_YOUR INSTRUCTIONS_: Reproduce every line of the rows below, requests included, and increase both the x and y coordinate of each answer point by 68.
++++ MATERIAL FOR THIS TASK ++++
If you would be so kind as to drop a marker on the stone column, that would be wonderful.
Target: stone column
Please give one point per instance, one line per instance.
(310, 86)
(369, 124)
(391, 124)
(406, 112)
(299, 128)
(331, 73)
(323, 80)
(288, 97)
++++
_SOLUTION FOR THIS TASK_:
If you would be so kind as to drop a marker on the stone column, that would be wonderful.
Target: stone column
Please give one point per instance, one line per instance.
(378, 154)
(437, 192)
(459, 192)
(474, 180)
(367, 196)
(399, 141)
(391, 148)
(356, 165)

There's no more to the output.